From the forum thread below about Osmo wood finishes, reproduce the stretch from "## twodoctors (12" through "advised all wrong)." word for word.

EXERCISE TEXT
==============================

# Slightly confused about Osmo PolyX Oil & Wood Wax Extra Thin



## twodoctors (12 Mar 2018)

Hi all,

I've only just been playing with different finishing products having had less than satisfactory results because of wrong application methods (I think).

With Osmo Oil, I like the simplicity and fairly decent finish it gives (I'm using Stain Clear). However having gone into the website for Osmo, I reaslised that I've been doing it all wrong (and also advised all wrong).

https://www.osmouk.com/sitechapter.cfm? ... 2&page=247

It says it's not compitable for most of the wood I've been putting it on (walnut, sapele, cedar, and sycamore). I should have been using their Wood Wax Finish Extra Thin instead, which is "thinner, so is better absorbed in these oily wood". Does anyone have experience with their extra thin product?

==============================

DATA SHOWN
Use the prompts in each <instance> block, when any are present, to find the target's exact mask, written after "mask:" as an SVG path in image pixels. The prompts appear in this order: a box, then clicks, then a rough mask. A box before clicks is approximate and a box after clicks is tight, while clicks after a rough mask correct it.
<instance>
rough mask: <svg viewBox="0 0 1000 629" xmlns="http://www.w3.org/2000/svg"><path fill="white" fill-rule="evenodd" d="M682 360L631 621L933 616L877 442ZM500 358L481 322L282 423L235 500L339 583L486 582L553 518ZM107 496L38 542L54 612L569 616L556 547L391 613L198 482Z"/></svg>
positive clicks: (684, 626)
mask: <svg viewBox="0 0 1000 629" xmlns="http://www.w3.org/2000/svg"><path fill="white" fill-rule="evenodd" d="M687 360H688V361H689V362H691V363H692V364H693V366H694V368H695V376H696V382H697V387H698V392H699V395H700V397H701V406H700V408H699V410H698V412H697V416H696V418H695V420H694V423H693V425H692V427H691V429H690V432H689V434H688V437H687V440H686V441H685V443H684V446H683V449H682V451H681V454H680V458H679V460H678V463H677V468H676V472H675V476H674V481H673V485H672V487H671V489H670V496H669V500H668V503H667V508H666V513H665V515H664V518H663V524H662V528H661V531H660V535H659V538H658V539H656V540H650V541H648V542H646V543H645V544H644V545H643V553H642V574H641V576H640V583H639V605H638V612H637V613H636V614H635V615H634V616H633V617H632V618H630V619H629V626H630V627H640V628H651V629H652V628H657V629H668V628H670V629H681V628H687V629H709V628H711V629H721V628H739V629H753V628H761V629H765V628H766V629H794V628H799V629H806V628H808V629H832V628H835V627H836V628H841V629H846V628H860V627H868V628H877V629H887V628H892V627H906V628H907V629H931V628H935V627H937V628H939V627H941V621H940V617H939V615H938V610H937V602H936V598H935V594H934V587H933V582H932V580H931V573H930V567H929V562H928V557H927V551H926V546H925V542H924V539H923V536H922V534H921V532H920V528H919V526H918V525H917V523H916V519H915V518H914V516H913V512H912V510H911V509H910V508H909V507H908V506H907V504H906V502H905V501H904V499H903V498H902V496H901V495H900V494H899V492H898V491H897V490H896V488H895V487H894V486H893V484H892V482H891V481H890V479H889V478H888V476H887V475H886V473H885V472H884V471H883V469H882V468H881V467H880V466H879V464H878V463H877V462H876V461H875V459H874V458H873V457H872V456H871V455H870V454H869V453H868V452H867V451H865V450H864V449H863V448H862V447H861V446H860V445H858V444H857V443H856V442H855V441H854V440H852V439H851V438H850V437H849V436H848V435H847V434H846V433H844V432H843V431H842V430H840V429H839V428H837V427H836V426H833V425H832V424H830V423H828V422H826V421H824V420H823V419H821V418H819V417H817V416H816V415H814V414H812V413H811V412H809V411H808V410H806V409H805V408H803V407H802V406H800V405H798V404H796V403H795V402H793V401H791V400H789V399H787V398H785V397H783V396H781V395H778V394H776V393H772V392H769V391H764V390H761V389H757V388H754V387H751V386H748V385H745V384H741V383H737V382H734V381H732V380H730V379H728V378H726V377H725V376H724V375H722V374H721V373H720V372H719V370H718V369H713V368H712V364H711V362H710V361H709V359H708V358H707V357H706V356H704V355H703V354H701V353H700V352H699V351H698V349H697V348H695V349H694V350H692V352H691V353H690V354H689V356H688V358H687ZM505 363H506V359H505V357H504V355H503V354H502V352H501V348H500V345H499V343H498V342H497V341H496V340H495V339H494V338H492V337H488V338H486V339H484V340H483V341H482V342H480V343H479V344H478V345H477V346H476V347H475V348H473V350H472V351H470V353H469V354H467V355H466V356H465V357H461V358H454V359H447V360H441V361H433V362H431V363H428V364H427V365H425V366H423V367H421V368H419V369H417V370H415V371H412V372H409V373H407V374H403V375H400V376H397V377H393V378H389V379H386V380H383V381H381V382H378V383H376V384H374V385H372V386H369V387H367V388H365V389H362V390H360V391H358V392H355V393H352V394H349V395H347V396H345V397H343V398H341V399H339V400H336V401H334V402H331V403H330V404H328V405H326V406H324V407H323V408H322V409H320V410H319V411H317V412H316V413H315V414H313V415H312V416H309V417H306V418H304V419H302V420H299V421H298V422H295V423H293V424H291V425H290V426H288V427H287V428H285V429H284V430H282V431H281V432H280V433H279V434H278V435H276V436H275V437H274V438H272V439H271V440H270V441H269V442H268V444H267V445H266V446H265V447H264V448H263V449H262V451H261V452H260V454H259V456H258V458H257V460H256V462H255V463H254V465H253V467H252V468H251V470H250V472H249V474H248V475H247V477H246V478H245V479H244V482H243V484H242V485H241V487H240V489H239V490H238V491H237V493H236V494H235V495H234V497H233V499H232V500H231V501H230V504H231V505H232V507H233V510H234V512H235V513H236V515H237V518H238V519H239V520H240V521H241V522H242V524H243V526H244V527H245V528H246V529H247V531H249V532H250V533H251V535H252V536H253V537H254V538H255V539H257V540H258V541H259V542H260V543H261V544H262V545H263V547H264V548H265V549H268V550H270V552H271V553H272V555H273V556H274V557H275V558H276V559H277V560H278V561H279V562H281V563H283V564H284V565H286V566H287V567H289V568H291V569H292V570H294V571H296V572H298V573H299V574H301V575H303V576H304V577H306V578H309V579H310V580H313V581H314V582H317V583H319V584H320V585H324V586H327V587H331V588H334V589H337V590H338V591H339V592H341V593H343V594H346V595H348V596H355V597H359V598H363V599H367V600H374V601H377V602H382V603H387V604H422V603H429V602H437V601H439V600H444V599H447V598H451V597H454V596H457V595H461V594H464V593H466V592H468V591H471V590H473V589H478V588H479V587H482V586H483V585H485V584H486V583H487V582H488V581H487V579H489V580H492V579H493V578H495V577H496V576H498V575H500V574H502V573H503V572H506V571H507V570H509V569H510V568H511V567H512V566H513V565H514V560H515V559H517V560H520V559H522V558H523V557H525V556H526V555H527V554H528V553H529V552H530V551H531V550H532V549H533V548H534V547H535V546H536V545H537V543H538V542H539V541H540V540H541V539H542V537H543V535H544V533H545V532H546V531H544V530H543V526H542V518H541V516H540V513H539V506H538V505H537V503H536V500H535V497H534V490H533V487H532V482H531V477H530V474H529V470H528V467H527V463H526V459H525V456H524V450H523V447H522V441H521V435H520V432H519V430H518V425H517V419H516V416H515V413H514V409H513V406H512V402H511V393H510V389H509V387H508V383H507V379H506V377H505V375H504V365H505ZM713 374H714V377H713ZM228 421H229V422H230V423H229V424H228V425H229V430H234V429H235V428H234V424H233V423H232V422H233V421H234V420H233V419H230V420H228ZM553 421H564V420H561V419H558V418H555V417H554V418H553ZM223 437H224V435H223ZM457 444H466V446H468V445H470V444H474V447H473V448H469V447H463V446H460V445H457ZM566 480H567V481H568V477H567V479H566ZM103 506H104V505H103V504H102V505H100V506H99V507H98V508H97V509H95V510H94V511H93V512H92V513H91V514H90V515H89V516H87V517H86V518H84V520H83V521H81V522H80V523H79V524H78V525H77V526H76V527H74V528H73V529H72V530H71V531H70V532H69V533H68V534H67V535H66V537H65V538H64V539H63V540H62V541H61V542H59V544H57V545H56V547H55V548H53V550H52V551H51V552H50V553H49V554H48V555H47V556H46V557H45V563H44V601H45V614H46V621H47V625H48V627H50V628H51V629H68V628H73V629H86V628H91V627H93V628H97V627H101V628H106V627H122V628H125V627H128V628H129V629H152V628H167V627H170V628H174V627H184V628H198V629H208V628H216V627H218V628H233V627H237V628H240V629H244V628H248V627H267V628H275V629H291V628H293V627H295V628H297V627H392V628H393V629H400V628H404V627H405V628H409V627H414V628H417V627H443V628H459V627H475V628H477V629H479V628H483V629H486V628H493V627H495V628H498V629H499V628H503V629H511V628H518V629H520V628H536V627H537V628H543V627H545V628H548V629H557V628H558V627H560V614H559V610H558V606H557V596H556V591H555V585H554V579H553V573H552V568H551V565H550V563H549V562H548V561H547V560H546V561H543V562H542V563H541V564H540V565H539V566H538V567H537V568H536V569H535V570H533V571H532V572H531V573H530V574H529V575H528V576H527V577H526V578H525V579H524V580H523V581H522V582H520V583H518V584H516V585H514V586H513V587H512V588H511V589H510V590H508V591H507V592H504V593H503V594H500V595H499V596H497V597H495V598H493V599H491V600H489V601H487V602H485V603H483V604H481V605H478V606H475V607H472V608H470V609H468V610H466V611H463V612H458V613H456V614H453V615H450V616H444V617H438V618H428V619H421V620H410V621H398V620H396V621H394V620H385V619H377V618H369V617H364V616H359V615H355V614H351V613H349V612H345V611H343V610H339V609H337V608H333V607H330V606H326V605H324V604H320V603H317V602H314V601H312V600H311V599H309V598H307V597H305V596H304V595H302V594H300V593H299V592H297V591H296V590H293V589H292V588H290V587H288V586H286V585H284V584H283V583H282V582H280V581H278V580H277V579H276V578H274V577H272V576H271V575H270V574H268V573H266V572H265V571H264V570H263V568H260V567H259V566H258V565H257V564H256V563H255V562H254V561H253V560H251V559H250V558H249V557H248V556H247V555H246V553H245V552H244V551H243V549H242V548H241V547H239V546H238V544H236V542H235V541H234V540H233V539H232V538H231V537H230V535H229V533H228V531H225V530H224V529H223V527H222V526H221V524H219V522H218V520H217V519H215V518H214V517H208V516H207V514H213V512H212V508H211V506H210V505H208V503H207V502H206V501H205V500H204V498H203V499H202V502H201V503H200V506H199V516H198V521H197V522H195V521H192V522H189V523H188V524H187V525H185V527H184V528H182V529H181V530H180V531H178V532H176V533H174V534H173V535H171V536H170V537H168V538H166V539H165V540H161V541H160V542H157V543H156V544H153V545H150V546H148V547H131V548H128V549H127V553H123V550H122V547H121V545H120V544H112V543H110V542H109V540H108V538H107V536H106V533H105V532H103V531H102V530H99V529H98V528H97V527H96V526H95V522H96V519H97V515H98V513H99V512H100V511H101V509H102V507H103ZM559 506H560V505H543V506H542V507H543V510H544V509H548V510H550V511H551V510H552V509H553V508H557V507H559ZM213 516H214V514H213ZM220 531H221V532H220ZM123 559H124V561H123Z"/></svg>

==============================

SOLUTION TO THE EXERCISE
## twodoctors (12 Mar 2018)

Hi all,

I've only just been playing with different finishing products having had less than satisfactory results because of wrong application methods (I think).

With Osmo Oil, I like the simplicity and fairly decent finish it gives (I'm using Stain Clear). However having gone into the website for Osmo, I reaslised that I've been doing it all wrong (and also advised all wrong).